▶ OBJETIVO 1
Reescreva o trecho do texto fornecido que vai de "Percival Puggina" até "sombra do Estado.", substituindo "mídia brasileira" por "imprensa brasileira".
▶ OBJETIVO 2
Liste todas as quantidades numéricas que o texto fornecido escreve por extenso.

▶ TEXTO FORNECIDO

◇ ◇ ◇ ◇ ◇ ◇ ◇

Percival Puggina
A
vigilante mídia brasileira se espanta mais com a adesão de uma quarta parte da
população às posições conservadoras do candidato Bolsonaro do que com a adesão
de um terço dessa mesma população às condutas moralmente corrosivas e
economicamente destrutivas de um criminoso condenado, réu em meia dúzia de
outros processos cujo denominador comum é a promíscua relação pessoal com
grandes empresas que prosperam à sombra do Estado.
Qual o
motivo do estresse em que se envolveu o circo político-partidário nacional nas
últimas semanas? Tratava-se, visivelmente, de barrar a presença de um intruso,
um outsider, uma zebra que entrou no picadeiro eleitoral com ponderável estoque
de intenções de voto.
É fácil
compreender o desconforto que isso causa. As forças políticas tradicionais, que
degustaram os canapés do poder ao longo dos últimos trinta anos não sabem como
operar com intrusos. Habituaram-se a atuar como corretoras de votos
parlamentares e operadoras de verbas públicas legítima e ilegitimamente
coletadas. Todo intruso é risco e todo risco tem preço, sabem os aprendizes do
mercado de capitais.
É
verdade o que intuem. Bolsonaro é um intruso e, como tal, fator de risco. No
entanto, esses mesmos partidos que somam letrinhas para encorpar a sopa,
gastaram e continuam gastando seu tempo – e em muitos casos, longo tempo –
cuidando de cargos e negócios. Em vez de ouvirem as vozes mais sensatas da
opinião pública, de abrirem quadros e mentes para a renovação exigida pela
sociedade, em vez de compreenderem seus anseios, fecharam-se no entorno de
elites decadentes e, em muitos casos, totalmente desmoralizadas. Deram as
costas para os interesses nacionais e para os clamores por responsabilidade e
equilíbrio fiscal. Lançaram e deixaram que fossem lançados pela janela dos
interesses mais escusos valores monetários duramente produzidos pelo trabalho
dos cidadãos. Jogaram e continuam jogando o país no caos. Não ouviram os liberais
e se afastaram dos conservadores que, juntos, formam folgada maioria do
eleitorado.

◇ ◇ ◇ ◇ ◇ ◇ ◇

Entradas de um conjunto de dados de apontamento
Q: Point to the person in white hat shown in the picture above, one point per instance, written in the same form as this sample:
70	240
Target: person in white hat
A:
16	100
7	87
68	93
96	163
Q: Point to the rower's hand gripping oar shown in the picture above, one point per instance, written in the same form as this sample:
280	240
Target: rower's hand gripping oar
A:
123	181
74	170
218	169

◇ ◇ ◇ ◇ ◇ ◇ ◇

▶ RESPOSTA ESPERADA 1
Percival Puggina
A
vigilante imprensa brasileira se espanta mais com a adesão de uma quarta parte da
população às posições conservadoras do candidato Bolsonaro do que com a adesão
de um terço dessa mesma população às condutas moralmente corrosivas e
economicamente destrutivas de um criminoso condenado, réu em meia dúzia de
outros processos cujo denominador comum é a promíscua relação pessoal com
grandes empresas que prosperam à sombra do Estado.

▶ RESPOSTA ESPERADA 2
- uma quarta parte (da população)
- um terço (dessa mesma população)
- meia dúzia (de outros processos)
- trinta (anos)